(Entries taken from a collection)
---------------

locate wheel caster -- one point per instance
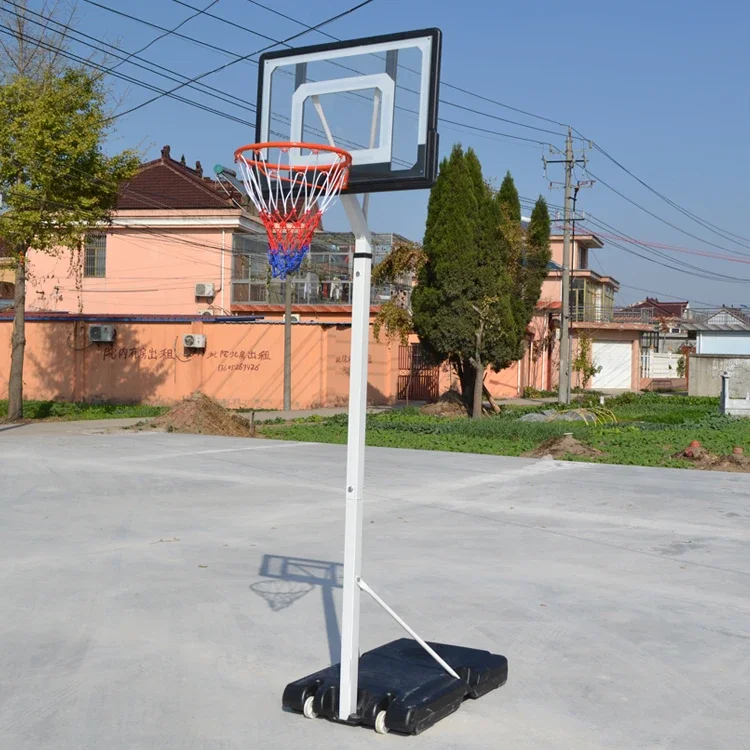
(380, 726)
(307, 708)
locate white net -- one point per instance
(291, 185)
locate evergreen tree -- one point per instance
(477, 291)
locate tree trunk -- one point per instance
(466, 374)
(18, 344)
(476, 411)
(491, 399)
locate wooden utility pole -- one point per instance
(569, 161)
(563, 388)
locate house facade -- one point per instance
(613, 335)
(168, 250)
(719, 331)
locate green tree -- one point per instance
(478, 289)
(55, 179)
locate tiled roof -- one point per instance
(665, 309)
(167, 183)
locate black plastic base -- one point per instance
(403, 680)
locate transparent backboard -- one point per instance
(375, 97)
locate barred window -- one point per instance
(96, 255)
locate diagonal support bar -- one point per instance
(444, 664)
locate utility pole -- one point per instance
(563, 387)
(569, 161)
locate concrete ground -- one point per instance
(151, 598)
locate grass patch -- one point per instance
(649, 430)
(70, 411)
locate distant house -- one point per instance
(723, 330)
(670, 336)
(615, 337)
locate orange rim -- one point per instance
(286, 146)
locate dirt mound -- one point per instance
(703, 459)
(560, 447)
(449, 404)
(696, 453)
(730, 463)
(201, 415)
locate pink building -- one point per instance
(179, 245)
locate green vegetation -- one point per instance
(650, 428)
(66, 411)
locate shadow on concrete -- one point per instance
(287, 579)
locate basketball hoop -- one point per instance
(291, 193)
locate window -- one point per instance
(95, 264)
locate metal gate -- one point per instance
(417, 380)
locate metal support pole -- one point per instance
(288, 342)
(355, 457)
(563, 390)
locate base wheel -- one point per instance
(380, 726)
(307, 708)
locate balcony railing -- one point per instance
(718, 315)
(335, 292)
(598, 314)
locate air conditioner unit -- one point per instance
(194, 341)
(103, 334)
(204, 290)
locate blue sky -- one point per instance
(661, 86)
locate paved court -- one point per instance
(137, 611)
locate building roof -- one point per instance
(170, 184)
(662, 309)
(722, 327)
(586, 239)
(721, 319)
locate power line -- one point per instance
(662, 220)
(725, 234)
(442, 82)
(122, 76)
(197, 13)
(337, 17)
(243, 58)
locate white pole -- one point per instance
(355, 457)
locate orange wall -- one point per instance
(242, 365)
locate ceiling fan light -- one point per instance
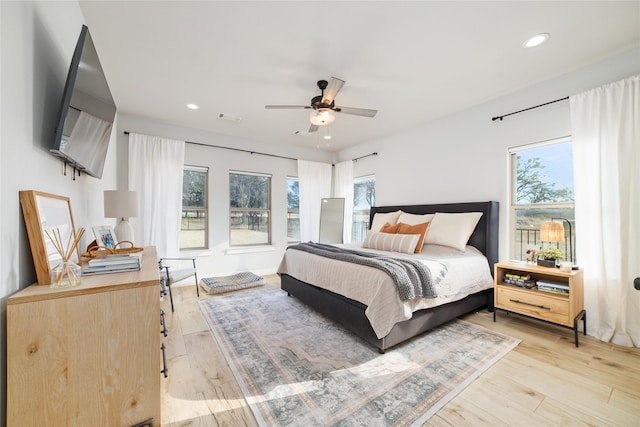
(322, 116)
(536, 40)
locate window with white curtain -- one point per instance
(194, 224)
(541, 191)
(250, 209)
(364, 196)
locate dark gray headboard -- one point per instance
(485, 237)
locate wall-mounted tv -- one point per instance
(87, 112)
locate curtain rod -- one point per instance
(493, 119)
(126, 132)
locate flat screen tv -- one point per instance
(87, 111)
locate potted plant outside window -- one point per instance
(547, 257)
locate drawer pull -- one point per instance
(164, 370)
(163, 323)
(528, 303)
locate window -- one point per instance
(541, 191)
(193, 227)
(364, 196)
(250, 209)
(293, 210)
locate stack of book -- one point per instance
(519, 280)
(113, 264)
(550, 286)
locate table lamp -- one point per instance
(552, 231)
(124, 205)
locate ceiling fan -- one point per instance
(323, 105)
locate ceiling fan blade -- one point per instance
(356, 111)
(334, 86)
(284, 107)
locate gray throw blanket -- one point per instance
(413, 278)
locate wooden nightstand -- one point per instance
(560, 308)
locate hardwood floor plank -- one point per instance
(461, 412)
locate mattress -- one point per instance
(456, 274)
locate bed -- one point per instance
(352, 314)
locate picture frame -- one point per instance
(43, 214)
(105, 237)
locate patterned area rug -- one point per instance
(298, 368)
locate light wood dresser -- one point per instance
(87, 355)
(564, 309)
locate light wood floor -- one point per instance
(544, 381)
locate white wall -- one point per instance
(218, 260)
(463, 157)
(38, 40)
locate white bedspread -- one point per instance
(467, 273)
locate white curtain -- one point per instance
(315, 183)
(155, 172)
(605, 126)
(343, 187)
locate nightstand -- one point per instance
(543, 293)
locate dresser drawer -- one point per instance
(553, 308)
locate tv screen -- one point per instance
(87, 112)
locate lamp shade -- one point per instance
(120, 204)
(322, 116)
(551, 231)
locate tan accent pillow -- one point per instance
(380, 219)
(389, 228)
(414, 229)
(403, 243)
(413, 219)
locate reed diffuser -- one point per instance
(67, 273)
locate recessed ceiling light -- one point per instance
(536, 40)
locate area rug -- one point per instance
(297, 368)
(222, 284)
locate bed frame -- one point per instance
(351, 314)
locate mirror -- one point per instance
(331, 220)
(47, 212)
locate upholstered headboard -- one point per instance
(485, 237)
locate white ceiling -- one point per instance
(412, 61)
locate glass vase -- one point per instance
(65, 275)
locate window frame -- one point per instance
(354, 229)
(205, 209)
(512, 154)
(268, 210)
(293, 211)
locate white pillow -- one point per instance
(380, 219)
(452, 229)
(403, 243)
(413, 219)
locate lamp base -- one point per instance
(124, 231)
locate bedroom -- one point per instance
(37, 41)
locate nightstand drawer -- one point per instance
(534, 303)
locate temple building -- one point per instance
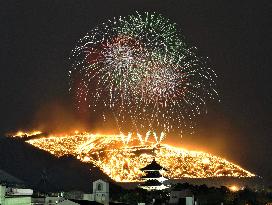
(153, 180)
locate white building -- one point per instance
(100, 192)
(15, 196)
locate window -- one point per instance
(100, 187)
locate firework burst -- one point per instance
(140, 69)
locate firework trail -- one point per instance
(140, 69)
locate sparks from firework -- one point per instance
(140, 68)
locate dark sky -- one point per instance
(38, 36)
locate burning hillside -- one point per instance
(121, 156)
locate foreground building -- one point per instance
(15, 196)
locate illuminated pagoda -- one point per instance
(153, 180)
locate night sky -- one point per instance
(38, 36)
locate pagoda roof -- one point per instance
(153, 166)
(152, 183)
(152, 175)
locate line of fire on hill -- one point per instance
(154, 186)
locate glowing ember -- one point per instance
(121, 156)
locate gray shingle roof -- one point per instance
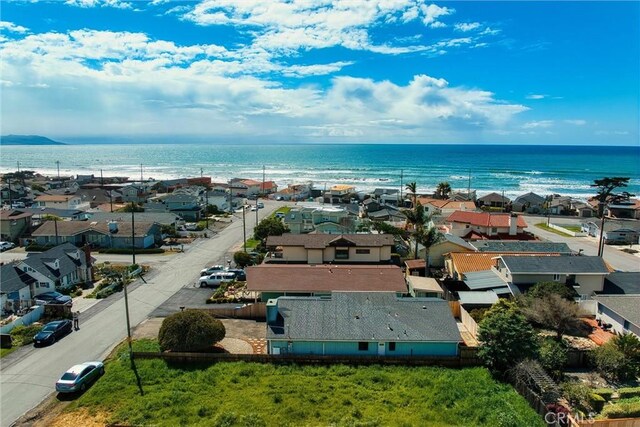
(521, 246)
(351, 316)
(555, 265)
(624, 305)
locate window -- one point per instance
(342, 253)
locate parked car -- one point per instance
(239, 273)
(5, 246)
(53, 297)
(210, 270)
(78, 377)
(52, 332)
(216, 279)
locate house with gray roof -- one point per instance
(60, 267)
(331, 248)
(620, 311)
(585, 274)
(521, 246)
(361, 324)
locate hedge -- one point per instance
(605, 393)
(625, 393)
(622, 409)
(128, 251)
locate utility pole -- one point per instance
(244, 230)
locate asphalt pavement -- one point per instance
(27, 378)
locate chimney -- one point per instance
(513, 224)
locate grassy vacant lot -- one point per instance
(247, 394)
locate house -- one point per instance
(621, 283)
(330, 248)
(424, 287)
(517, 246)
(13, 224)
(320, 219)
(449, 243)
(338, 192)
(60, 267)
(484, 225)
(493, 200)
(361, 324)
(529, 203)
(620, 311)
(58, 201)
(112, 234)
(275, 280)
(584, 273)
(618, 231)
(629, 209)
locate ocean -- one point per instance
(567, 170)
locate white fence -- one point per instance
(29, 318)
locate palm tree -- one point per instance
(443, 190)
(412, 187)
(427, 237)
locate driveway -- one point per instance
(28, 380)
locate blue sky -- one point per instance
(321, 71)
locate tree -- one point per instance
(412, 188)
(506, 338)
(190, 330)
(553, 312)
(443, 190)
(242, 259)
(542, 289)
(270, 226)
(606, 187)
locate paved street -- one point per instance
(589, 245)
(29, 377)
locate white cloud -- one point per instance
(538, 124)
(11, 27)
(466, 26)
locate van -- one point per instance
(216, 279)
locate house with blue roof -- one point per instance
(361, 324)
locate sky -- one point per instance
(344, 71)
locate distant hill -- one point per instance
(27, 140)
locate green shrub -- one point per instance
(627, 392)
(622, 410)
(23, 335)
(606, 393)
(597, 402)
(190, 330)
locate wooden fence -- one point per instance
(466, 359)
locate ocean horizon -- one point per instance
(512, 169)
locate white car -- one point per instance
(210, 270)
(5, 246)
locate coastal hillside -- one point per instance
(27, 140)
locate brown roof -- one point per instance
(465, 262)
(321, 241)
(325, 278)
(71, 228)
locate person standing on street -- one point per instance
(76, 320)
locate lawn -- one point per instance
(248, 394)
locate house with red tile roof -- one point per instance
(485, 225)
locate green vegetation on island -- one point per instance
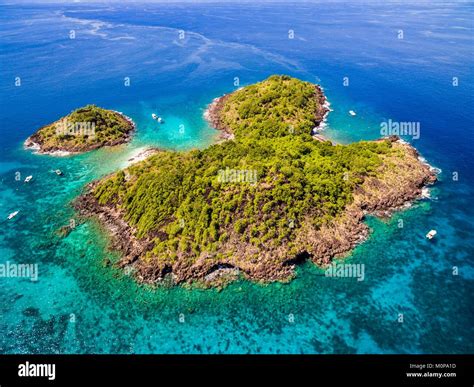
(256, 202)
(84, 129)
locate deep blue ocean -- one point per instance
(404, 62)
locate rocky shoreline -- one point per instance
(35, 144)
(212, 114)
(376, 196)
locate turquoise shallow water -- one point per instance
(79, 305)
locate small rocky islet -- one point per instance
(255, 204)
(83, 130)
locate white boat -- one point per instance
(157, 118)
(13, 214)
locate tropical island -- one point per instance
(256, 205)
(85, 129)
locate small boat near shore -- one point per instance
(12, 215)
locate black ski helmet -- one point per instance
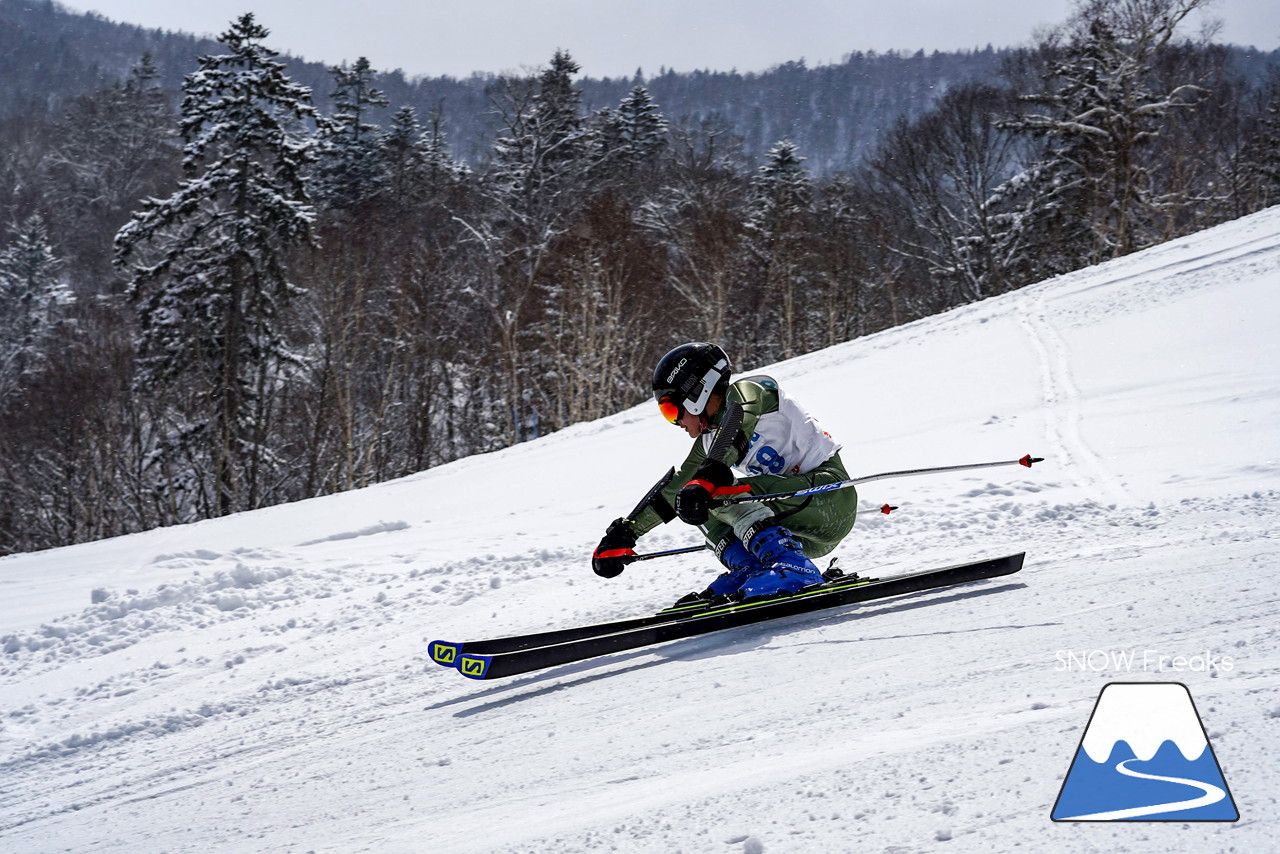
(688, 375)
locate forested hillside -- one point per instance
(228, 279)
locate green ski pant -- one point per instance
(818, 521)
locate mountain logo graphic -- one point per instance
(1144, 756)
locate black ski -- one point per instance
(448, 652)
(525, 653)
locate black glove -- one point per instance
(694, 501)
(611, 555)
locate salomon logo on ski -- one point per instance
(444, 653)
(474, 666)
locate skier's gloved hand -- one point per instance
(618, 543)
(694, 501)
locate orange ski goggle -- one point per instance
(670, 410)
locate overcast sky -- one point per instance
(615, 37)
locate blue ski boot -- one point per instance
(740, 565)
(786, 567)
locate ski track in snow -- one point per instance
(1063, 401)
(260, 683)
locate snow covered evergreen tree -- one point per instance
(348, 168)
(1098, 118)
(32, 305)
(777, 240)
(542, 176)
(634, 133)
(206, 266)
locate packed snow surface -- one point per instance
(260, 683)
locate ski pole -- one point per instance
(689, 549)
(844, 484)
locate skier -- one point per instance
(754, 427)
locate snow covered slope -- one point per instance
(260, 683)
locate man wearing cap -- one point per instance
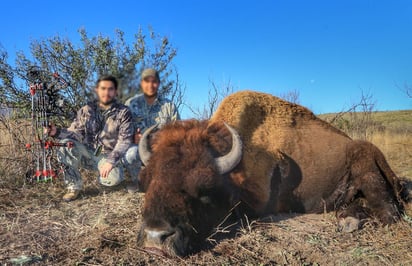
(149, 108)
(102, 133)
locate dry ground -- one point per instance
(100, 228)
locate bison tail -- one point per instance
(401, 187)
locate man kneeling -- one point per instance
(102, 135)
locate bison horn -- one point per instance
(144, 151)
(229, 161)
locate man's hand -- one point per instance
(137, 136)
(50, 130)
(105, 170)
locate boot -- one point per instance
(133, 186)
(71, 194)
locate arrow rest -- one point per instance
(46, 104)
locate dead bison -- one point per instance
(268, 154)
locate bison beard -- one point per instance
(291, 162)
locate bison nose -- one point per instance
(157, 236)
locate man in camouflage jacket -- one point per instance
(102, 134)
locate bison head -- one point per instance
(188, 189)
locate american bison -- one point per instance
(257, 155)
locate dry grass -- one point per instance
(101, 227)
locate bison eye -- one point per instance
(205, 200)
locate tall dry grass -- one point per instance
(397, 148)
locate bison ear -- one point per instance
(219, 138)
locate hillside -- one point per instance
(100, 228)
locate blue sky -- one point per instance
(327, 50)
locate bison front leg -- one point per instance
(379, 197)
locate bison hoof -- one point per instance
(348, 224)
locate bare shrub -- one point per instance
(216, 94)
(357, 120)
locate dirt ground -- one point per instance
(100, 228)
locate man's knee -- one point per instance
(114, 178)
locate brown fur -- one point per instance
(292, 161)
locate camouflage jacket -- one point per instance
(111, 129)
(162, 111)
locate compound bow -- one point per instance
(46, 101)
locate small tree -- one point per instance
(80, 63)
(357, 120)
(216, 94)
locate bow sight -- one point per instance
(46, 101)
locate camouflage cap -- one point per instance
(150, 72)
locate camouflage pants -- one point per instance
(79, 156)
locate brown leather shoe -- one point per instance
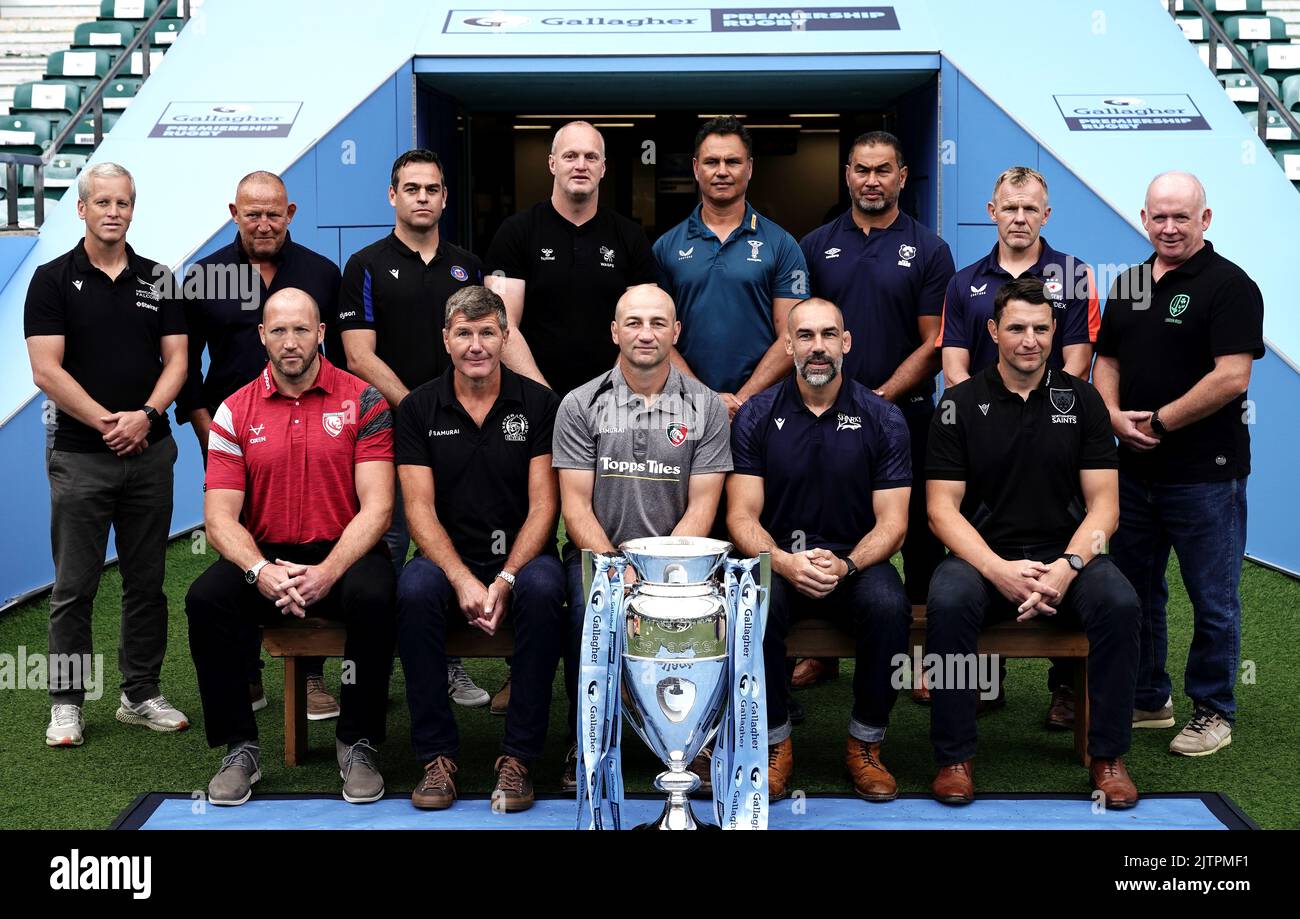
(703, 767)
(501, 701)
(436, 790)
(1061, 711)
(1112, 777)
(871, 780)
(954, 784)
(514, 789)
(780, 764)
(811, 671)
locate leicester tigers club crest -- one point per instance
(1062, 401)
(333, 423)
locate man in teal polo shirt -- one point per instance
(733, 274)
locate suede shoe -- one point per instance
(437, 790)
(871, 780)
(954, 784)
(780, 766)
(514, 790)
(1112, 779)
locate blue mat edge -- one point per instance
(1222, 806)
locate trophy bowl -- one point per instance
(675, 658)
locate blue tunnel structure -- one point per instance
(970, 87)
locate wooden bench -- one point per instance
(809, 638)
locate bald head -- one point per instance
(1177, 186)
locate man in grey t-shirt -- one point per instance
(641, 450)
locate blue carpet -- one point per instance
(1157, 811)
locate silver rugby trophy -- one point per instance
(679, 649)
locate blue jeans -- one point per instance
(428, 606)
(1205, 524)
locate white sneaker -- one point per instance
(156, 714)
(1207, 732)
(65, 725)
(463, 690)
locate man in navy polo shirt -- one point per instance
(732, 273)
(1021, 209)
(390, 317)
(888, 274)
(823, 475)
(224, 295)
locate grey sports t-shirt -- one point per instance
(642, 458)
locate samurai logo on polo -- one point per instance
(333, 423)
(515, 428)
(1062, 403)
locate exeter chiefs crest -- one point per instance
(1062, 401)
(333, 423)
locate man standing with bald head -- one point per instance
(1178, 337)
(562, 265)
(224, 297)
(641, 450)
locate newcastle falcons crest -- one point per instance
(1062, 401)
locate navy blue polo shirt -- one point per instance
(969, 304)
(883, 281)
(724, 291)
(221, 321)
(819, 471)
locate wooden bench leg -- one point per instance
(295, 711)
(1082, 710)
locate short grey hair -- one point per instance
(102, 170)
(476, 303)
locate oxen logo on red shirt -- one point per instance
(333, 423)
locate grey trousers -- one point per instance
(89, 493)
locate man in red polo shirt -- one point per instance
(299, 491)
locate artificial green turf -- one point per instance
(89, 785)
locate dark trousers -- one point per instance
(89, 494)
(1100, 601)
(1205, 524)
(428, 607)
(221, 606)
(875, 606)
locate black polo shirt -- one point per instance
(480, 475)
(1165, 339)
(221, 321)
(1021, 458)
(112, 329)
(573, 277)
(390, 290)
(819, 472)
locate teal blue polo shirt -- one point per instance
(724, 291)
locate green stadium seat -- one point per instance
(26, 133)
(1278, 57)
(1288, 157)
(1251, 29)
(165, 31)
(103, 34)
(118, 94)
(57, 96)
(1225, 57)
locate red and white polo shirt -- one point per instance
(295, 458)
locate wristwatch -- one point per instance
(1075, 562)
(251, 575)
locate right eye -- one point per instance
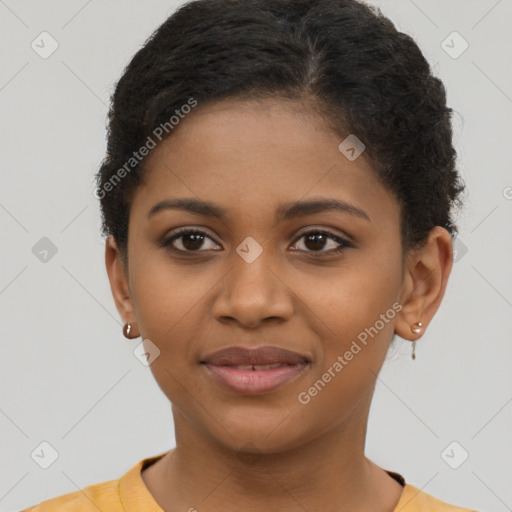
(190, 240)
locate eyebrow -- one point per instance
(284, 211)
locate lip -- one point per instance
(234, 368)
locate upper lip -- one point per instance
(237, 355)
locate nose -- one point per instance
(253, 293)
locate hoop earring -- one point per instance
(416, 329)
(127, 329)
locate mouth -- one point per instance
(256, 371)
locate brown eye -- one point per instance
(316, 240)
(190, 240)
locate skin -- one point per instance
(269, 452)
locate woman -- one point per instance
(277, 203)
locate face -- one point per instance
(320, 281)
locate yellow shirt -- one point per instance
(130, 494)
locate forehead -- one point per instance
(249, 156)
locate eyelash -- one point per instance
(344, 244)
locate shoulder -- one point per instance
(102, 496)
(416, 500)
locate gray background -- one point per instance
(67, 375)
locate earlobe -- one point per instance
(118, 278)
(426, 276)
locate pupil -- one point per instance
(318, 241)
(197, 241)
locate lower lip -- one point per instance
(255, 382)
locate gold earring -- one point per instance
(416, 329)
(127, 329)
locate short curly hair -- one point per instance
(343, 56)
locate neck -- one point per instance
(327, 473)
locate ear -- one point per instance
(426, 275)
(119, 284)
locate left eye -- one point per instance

---------------

_Exercise details_:
The line containing "locate lower lip -- one point per instance" and all lines after it, through the end of the entries above, are to be returned exactly and alone.

_Result_:
locate lower lip -- one point per instance
(255, 382)
locate gold earring -- one point per instance
(416, 329)
(127, 329)
locate short curly hair -- one point per instance
(343, 56)
locate neck -- one point per instance
(327, 473)
locate ear -- one point per instance
(426, 275)
(119, 284)
locate left eye -- one point per instance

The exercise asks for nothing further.